Lay out these lines as a numbered list, leaving out any blank lines.

— Start of ENTRIES SUPPLIED —

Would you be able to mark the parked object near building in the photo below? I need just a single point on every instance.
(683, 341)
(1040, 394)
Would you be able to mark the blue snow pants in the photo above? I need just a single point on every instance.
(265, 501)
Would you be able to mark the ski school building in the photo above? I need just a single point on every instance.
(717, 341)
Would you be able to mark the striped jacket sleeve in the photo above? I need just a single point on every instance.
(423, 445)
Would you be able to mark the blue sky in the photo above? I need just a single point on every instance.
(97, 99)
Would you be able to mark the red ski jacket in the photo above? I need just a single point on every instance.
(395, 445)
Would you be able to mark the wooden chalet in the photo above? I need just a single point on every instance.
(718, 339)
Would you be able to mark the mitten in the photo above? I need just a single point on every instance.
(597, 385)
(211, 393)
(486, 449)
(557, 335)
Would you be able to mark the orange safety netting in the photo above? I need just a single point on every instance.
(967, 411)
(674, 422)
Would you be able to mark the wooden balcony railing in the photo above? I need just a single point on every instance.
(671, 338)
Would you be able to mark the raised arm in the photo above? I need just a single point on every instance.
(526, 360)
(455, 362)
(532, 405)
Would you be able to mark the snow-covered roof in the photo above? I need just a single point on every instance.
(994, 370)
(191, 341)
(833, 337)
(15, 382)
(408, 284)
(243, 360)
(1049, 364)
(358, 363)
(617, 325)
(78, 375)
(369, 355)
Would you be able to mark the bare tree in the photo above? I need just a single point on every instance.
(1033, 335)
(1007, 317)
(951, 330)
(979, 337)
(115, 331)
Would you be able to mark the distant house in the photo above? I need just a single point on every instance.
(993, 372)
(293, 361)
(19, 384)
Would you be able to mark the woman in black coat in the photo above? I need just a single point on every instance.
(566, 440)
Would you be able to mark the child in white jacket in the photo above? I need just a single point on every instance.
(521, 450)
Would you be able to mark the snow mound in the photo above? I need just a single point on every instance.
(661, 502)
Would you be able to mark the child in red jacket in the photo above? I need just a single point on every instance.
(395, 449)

— End of ENTRIES SUPPLIED —

FULL RESPONSE |
1. Would you be able to mark the parked object near building in the photo below? I need just a single point on every instance.
2. (683, 341)
3. (1040, 394)
4. Would you be able to mark the blue snow pants in the photo above? I need just a single point on every instance.
5. (265, 501)
6. Would you be able to mark the ski school building in the photo above? I need just a single point on every instance.
7. (717, 341)
8. Would you be able to mark the striped jacket sleeve in the photo above? I need just a single point on every instance.
9. (423, 445)
10. Would you be able to mark the blue sky in the photo above? I need just a single point on every instance.
11. (97, 99)
12. Would you be able to mark the red ski jacket in the photo above? I need just a single point on every instance.
13. (395, 445)
14. Would you be able to mark the wooden chalet in the photo above? I need just a single point on every instance.
15. (718, 339)
16. Would you be able to mark the mitten in the photo above? I need just a single point on every instance.
17. (597, 385)
18. (211, 393)
19. (486, 449)
20. (557, 335)
21. Would you be able to mark the orange safety netting in the photo above? I need just a single point on every instance.
22. (967, 411)
23. (674, 422)
24. Would you be able to mark the wooden balcony railing in the photo above? I need just a single point on every instance.
25. (671, 338)
26. Would you be able to mark the raised arm in the photo above? I need just a single point on every instance.
27. (526, 360)
28. (455, 362)
29. (532, 405)
30. Would you be able to mark the snow-covered roof in the photo above? I need just a single point on every instance.
31. (994, 370)
32. (191, 341)
33. (833, 337)
34. (15, 382)
35. (408, 284)
36. (243, 360)
37. (1049, 364)
38. (358, 363)
39. (617, 325)
40. (78, 375)
41. (369, 355)
42. Would you be able to mark the bare tree in the photo above? I need just a single point on every instance.
43. (1033, 335)
44. (1007, 317)
45. (951, 330)
46. (979, 337)
47. (115, 331)
48. Would you be able to mark the distant house in the photo above? I need just a single point on every instance.
49. (993, 372)
50. (293, 361)
51. (19, 384)
52. Would you be able to mark the woman in black coat in the photo above? I need just a single point on every instance.
53. (566, 440)
54. Would you be able to mark the child in white jacket in the photo above? I need just a single point on every instance.
55. (521, 450)
56. Would you be able to mark the snow mound in the photo above? I need just a single point on every instance.
57. (661, 502)
58. Would you be able to mark the child in red jacket in the photo above? I need just a single point on every instance.
59. (395, 449)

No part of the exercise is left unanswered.